— start Records provided —

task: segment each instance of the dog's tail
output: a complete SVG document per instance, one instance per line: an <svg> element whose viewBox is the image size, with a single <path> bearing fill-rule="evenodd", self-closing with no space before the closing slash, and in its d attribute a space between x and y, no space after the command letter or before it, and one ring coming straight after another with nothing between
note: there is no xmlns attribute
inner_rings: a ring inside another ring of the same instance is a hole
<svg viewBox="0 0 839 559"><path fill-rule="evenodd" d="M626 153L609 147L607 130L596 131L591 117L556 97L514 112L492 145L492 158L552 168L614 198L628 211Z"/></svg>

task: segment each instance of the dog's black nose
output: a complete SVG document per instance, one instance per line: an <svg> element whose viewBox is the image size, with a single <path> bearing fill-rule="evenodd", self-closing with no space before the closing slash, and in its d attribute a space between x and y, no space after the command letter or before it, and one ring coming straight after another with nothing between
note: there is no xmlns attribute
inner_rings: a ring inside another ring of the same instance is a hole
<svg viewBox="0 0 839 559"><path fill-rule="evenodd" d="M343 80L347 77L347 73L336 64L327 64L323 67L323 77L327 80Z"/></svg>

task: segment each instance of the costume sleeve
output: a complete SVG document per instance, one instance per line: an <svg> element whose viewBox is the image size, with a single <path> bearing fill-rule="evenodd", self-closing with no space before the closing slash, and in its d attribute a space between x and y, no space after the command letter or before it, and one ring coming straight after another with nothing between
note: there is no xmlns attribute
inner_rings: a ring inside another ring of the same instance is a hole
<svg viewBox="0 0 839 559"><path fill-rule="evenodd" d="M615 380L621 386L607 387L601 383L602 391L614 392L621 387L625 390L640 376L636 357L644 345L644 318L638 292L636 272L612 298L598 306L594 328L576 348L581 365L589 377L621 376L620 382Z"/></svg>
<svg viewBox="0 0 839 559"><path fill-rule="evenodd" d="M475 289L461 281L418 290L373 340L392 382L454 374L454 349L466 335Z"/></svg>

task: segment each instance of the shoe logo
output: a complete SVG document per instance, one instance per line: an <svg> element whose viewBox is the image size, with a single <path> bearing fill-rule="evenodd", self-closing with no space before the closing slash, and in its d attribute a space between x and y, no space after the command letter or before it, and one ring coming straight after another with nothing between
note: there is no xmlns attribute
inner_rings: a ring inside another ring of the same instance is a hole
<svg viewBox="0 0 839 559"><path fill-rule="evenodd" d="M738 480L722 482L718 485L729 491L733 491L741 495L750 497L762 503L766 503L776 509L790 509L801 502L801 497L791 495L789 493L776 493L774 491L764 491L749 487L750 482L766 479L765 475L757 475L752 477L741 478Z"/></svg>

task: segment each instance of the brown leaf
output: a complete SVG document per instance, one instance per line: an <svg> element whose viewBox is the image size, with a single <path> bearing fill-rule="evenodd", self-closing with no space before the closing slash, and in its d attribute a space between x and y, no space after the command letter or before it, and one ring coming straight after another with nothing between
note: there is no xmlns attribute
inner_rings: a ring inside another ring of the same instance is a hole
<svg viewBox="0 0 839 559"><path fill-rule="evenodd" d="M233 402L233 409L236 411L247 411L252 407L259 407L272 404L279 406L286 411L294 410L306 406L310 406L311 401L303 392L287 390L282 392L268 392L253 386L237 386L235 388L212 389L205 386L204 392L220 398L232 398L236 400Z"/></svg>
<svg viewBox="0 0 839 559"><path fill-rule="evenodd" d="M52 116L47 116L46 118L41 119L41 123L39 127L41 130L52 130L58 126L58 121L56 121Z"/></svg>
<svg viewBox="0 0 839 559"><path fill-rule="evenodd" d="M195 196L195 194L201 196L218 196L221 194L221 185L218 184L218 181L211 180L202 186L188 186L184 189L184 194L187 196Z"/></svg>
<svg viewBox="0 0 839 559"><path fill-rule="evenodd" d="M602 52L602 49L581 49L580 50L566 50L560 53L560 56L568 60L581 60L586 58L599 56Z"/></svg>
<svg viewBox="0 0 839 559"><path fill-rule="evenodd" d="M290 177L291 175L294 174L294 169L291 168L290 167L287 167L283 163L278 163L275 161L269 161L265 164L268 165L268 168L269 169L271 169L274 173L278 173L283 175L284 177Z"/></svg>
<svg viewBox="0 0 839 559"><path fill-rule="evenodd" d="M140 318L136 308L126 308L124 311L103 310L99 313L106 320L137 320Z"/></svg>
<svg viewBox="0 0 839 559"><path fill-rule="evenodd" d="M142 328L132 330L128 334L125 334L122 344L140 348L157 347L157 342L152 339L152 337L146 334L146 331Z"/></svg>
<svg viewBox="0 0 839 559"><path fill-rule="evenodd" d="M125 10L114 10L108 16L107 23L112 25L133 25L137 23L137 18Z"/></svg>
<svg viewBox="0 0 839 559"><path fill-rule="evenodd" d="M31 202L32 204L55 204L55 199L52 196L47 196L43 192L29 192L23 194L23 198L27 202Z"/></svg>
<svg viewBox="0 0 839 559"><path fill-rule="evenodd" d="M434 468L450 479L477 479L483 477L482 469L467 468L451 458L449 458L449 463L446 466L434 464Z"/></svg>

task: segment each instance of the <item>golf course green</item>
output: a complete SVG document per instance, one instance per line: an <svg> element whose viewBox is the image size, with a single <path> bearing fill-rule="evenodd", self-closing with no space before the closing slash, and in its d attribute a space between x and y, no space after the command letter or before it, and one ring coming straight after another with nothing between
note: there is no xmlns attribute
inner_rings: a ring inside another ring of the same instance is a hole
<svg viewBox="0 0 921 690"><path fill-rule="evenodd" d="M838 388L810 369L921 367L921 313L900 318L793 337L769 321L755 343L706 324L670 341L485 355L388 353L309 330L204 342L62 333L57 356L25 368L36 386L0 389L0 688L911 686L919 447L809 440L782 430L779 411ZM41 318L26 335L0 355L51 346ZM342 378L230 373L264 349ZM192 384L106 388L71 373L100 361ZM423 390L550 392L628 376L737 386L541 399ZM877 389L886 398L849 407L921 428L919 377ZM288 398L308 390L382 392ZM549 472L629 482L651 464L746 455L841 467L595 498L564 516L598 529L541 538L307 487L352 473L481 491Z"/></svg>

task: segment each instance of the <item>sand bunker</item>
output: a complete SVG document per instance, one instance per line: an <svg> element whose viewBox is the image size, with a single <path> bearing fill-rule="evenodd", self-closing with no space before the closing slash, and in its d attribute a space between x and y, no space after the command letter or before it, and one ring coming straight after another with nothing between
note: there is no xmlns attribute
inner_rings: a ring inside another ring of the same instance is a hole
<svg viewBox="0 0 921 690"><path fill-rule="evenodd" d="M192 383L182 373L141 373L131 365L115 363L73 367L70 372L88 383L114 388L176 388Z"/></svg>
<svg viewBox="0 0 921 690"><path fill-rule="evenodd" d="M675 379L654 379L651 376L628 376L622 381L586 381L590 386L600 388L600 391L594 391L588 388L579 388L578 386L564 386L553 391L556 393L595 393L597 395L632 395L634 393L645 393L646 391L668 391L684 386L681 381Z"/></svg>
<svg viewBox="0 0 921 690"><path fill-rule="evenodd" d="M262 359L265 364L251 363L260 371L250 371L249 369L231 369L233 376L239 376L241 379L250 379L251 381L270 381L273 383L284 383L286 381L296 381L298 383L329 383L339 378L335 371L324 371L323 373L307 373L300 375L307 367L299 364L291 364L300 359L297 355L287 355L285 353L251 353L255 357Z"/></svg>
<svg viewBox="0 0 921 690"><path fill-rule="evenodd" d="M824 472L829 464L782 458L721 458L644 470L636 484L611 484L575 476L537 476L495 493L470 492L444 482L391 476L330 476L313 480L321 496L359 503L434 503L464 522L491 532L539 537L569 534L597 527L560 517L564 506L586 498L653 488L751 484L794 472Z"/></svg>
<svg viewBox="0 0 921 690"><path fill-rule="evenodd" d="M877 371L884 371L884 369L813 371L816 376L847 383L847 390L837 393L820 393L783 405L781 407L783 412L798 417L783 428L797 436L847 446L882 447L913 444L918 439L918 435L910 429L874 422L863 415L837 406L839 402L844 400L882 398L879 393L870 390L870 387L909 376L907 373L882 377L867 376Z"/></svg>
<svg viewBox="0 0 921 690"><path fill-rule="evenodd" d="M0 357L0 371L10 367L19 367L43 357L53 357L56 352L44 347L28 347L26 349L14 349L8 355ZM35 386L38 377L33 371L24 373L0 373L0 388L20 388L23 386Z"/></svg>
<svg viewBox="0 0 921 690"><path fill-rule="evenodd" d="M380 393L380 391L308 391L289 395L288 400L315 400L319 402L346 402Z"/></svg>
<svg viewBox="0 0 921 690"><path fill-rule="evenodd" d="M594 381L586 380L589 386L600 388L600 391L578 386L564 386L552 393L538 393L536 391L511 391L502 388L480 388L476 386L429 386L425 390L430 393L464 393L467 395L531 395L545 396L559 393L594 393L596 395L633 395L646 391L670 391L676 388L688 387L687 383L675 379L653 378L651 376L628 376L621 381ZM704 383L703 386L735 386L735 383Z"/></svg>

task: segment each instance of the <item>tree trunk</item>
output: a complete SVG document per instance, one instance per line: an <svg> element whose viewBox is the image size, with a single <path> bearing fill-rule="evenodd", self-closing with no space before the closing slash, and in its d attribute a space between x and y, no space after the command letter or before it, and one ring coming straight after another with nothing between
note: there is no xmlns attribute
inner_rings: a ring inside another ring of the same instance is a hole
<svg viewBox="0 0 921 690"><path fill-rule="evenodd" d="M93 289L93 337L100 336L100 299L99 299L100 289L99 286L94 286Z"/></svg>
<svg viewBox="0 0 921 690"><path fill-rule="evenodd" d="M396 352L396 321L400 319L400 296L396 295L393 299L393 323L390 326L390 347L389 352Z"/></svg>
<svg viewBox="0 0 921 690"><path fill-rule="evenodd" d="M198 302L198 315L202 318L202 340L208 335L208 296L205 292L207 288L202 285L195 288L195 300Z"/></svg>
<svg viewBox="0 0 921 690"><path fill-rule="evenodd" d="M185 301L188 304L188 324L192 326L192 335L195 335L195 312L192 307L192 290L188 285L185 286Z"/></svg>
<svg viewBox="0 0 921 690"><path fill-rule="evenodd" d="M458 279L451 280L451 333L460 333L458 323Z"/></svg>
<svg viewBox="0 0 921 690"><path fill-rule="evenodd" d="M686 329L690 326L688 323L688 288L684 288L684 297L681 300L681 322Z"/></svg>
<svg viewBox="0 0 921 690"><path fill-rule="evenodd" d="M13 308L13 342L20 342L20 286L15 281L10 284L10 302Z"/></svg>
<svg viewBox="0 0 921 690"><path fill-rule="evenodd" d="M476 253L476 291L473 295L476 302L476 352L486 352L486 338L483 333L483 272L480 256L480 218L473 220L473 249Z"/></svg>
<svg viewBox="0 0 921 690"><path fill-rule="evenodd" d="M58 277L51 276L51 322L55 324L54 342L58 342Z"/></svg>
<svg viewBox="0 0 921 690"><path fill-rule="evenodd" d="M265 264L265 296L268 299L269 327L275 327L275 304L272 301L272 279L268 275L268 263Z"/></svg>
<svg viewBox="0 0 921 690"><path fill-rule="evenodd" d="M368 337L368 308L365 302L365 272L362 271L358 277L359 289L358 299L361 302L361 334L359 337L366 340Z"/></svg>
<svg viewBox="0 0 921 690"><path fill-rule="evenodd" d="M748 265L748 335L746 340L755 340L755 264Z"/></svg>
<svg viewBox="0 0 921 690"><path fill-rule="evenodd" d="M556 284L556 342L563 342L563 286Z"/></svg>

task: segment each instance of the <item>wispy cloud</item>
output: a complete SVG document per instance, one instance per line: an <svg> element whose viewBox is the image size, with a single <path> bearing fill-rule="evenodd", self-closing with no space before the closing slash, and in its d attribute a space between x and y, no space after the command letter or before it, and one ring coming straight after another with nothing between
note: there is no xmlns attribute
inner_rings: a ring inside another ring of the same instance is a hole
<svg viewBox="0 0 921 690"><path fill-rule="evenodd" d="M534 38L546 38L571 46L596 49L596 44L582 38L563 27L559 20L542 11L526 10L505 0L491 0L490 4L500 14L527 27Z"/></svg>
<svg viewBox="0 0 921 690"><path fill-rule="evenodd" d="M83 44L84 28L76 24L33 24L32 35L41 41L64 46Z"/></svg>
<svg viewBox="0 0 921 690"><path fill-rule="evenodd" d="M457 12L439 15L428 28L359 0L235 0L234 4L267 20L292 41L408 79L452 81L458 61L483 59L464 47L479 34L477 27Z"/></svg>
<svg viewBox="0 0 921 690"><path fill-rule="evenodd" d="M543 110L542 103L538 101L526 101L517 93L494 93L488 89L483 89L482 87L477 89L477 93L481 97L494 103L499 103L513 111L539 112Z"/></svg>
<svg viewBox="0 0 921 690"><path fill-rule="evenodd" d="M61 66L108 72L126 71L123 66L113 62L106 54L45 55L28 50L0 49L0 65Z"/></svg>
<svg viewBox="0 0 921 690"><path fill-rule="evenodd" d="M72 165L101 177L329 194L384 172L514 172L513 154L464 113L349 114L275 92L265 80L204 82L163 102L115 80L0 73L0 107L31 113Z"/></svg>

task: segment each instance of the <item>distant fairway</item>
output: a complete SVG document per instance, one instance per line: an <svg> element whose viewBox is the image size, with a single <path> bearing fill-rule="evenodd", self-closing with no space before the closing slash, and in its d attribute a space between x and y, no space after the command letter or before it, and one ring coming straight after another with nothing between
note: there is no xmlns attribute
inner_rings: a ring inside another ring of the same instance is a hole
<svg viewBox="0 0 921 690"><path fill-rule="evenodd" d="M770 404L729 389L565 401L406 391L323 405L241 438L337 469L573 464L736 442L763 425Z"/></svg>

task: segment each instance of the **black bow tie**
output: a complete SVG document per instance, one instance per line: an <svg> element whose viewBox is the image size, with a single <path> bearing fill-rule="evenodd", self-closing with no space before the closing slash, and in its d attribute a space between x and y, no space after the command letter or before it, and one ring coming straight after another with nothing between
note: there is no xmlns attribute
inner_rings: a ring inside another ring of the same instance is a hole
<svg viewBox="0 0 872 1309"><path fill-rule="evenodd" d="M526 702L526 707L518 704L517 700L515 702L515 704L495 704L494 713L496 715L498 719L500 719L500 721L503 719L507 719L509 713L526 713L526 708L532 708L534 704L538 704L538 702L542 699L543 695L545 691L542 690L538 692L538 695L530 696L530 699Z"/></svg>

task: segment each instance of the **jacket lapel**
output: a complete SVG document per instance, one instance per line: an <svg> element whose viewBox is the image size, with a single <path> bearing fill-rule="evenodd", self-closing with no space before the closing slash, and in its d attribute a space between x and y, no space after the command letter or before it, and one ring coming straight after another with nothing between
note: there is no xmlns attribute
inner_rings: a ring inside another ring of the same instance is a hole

— end Records provided —

**Stated exercise:** Write out everything from the line containing "task: segment each instance of the <item>sand" down to the line containing "379L654 379L651 376L628" again, switching "hole" to "gap" and leaving all else unchanged.

**Solution for this exercise:**
task: segment each instance of the <item>sand bunker</item>
output: a complete SVG document per instance, one instance per line: an <svg> element whose viewBox is the image size, with a single <path> bearing fill-rule="evenodd", self-closing with no space before the closing slash, and in its d attribute a space between x and y, no space after the command letter or before it, and one ring coming straight after another with nothing between
note: there is no xmlns attribute
inner_rings: a ring inside another ring of the same instance is a gap
<svg viewBox="0 0 921 690"><path fill-rule="evenodd" d="M192 383L182 373L141 373L131 365L115 363L73 367L70 372L88 383L114 388L176 388Z"/></svg>
<svg viewBox="0 0 921 690"><path fill-rule="evenodd" d="M675 379L654 379L651 376L628 376L622 381L586 381L590 386L600 388L600 391L594 391L588 388L579 388L578 386L564 386L553 391L556 393L595 393L597 395L632 395L634 393L645 393L646 391L668 391L684 386L681 381Z"/></svg>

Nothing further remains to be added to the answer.